PROVIDED PASSAGE:
---*---

With the exception of a weekly enjoyment meal, dairy, wheat, alcohol and sugar are restricted on Yelena’s meal plan. From what I can tell, this diet is built on chicken breast, egg whites and rice cakes.

 “But I’m plant-based,” I tell Yelena when she hands me the twelve-week meal plan.  “Can I replace the chicken with tofu?”

“The tofu…I don’t know. I think that would be too much soy in your system,” she says. “Eat the chicken, it’s just for a few months. Then you can go back to plant-based.”

Am I willing to let go of my convictions so readily?  Maybe I can replace half the chicken with tofu.

“You’ll need to weigh all your protein carefully,” Yelena says. “It’s super important.”

“Weigh it? You mean on a kitchen scale?” I feel a little pop of heat behind my ears. I’ll have to go buy a kitchen scale, yet another cost. 

“Yes. They sell them all over the place. They’re easy to use. Don’t worry.”

“What about Christmas dinner? A New Years’ drink?” I ask.

“You can eat what you like for Christmas and New Year’s, as long as you stay away from sugar and alcohol.”

Yelena writes my name on the front of the competitor’s package booklet, then flips to the back and writes in the date of my competition: April 29, 2018. Four and a half months from now.

---*---

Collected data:
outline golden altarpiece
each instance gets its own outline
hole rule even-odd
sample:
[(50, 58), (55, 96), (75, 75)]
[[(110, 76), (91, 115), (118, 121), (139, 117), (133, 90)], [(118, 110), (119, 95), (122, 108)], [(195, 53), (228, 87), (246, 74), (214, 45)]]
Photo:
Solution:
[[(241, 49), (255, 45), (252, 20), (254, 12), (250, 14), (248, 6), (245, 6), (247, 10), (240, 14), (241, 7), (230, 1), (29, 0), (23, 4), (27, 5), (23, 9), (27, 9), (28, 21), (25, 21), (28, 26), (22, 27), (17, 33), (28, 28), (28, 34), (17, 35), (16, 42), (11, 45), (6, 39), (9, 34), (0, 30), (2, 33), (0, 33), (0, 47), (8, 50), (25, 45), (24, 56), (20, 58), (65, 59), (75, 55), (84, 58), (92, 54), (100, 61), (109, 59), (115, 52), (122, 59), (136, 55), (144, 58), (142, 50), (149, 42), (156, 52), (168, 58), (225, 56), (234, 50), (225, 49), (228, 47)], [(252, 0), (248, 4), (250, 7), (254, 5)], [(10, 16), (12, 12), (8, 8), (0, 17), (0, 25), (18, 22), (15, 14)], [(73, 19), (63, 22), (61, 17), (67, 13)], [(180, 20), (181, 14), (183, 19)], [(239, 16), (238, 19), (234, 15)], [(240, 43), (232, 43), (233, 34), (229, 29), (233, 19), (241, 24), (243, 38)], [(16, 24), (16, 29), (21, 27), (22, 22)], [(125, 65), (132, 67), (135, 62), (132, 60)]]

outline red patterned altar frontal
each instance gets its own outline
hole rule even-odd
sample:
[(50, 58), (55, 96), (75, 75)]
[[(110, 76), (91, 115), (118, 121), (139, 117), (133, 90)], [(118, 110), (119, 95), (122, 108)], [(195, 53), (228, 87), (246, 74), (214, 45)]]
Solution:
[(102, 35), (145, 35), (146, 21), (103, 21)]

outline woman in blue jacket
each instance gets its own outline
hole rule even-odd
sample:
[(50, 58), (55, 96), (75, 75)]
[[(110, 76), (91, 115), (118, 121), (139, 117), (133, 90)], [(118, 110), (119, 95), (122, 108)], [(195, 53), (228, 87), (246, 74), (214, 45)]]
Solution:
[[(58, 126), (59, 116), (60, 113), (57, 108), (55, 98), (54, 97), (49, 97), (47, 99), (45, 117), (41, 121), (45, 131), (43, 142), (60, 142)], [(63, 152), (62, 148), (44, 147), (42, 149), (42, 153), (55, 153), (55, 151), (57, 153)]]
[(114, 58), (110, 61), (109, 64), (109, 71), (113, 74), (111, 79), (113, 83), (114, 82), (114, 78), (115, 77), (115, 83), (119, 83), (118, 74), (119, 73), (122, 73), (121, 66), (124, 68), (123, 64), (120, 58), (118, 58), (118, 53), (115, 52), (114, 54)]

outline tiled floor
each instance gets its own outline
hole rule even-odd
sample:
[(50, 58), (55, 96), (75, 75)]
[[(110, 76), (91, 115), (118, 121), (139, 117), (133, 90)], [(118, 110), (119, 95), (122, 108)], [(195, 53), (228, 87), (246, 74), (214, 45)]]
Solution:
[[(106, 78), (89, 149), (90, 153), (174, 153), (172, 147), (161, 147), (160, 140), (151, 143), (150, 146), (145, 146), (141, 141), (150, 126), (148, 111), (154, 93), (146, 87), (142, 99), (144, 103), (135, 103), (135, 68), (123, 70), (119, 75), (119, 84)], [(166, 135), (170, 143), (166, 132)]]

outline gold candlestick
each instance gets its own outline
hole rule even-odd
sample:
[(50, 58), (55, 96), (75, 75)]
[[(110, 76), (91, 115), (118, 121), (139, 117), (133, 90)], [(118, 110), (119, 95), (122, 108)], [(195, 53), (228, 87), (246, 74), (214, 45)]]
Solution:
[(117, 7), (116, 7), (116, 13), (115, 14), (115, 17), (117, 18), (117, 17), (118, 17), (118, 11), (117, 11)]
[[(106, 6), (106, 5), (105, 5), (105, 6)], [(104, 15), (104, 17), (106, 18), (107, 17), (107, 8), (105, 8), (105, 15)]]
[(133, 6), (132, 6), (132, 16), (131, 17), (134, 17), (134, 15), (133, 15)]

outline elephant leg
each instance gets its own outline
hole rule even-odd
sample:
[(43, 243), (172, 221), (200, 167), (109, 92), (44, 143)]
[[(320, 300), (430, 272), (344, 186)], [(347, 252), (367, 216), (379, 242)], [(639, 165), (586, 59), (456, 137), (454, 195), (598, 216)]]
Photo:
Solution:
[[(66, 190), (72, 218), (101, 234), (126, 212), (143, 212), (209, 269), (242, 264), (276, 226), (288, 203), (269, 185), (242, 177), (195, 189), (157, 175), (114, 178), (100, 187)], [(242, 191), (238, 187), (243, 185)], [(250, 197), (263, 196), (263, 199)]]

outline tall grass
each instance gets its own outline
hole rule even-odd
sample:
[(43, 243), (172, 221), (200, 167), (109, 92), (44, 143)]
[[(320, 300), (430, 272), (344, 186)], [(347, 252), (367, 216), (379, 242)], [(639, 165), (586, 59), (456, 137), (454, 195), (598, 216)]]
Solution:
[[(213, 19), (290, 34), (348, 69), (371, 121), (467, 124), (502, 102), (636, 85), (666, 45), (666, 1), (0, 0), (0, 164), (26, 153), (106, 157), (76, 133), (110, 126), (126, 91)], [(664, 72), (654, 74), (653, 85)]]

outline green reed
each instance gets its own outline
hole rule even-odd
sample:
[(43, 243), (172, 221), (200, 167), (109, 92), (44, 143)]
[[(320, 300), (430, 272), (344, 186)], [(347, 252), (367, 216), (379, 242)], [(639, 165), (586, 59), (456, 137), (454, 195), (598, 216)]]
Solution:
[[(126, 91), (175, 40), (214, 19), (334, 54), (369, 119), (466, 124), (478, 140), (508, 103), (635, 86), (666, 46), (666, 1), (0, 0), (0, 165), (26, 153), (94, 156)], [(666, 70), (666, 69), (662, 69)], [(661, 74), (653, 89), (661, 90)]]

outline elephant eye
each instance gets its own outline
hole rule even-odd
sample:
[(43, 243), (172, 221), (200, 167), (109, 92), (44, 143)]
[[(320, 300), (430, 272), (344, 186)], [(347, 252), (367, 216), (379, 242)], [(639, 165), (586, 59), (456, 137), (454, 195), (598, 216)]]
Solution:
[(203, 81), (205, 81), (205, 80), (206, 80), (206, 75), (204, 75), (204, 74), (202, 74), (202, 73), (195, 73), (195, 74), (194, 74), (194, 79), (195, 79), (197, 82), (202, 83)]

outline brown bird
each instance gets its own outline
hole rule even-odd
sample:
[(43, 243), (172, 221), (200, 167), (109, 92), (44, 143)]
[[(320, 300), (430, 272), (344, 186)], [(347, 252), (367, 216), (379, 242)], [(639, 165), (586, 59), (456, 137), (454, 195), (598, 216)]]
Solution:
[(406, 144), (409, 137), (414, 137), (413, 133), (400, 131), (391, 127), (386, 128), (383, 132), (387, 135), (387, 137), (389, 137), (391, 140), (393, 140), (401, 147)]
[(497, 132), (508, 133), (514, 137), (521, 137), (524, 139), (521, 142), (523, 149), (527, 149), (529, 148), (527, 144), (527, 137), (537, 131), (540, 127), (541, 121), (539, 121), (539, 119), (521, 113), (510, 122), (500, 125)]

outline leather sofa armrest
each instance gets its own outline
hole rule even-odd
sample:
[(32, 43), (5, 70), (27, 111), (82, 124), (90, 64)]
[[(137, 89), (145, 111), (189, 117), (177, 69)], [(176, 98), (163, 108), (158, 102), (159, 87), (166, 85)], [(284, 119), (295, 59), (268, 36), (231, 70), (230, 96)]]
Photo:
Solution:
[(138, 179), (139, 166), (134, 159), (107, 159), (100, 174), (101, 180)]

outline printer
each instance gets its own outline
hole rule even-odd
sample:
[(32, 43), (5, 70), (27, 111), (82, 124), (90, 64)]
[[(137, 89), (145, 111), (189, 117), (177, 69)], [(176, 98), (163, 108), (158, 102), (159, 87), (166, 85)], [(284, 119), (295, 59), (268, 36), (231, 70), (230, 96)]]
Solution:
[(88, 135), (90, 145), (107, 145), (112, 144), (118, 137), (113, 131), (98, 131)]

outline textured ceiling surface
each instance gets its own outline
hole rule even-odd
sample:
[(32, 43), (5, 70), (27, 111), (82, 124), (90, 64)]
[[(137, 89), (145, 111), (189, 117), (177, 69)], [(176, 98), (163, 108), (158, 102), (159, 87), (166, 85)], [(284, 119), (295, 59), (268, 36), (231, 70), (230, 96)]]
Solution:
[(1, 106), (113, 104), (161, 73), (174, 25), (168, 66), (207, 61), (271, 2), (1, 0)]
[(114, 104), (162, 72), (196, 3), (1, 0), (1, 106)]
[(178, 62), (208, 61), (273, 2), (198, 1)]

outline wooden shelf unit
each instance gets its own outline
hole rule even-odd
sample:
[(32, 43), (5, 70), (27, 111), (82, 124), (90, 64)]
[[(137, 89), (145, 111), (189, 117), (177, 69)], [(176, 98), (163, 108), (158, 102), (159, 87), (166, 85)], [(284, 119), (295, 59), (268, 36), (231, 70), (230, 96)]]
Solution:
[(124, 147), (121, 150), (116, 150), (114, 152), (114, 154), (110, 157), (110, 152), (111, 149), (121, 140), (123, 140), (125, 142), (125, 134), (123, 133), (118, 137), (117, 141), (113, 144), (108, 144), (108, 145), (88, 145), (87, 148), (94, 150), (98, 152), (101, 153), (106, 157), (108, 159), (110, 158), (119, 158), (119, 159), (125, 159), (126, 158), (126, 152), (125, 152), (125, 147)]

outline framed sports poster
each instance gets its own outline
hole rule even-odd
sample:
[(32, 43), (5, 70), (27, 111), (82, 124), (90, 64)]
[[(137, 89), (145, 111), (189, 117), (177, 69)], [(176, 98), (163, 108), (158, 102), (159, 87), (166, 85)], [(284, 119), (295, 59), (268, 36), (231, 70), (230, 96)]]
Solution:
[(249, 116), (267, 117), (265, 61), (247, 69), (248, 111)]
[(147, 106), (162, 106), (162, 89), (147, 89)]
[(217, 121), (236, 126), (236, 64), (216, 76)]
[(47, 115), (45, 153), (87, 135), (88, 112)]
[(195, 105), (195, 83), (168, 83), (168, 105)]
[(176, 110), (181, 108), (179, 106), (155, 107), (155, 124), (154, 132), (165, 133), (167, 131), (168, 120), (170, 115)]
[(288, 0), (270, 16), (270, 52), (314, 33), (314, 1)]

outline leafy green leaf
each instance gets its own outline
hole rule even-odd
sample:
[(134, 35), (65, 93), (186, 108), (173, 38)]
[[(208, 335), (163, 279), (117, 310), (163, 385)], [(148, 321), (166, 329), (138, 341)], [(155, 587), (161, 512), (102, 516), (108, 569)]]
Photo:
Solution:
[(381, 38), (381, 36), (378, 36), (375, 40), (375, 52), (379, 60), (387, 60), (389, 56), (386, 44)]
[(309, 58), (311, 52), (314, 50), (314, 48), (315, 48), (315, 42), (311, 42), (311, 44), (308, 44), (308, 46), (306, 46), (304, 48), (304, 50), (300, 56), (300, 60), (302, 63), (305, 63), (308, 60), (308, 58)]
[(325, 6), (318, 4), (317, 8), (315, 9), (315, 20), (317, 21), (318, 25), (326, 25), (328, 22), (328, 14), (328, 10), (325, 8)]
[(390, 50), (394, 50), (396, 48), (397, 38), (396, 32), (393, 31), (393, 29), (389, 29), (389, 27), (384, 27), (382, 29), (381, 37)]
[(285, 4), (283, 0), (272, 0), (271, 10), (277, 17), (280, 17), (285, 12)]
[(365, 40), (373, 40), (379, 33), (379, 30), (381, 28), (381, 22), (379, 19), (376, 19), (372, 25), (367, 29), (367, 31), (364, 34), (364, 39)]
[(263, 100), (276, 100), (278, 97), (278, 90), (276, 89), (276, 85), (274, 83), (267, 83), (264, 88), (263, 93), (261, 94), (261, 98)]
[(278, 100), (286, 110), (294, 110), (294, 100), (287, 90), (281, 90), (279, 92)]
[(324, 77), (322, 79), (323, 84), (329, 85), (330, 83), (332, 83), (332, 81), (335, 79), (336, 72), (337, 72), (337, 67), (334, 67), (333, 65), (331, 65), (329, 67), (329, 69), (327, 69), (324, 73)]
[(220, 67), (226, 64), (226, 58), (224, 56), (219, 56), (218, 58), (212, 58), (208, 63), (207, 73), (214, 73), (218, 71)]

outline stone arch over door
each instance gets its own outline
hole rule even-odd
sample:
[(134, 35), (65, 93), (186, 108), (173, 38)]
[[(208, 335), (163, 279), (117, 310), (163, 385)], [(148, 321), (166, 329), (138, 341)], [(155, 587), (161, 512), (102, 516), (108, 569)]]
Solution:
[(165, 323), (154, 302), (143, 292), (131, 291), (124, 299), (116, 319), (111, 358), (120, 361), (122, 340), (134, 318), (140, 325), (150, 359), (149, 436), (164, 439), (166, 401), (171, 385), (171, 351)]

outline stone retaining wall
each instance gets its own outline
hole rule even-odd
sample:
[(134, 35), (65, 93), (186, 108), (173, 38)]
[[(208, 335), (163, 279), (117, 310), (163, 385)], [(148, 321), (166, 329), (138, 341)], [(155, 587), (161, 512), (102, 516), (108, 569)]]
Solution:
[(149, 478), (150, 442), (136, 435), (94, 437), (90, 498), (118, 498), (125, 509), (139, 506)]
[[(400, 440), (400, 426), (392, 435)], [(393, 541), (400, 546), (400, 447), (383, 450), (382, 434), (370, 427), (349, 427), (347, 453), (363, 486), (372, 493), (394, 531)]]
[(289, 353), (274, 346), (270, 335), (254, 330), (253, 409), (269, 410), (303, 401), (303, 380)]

---*---

WORK REQUEST 1: In the meal-plan passage, what competition date does Yelena write in the booklet?
WORK REQUEST 2: Write out the part of the meal-plan passage that opens with the words containing "Am I willing" and closes with "yet another cost.".

ANSWER BOX 1: April 29, 2018.

ANSWER BOX 2:
Am I willing to let go of my convictions so readily?  Maybe I can replace half the chicken with tofu.

“You’ll need to weigh all your protein carefully,” Yelena says. “It’s super important.”

“Weigh it? You mean on a kitchen scale?” I feel a little pop of heat behind my ears. I’ll have to go buy a kitchen scale, yet another cost.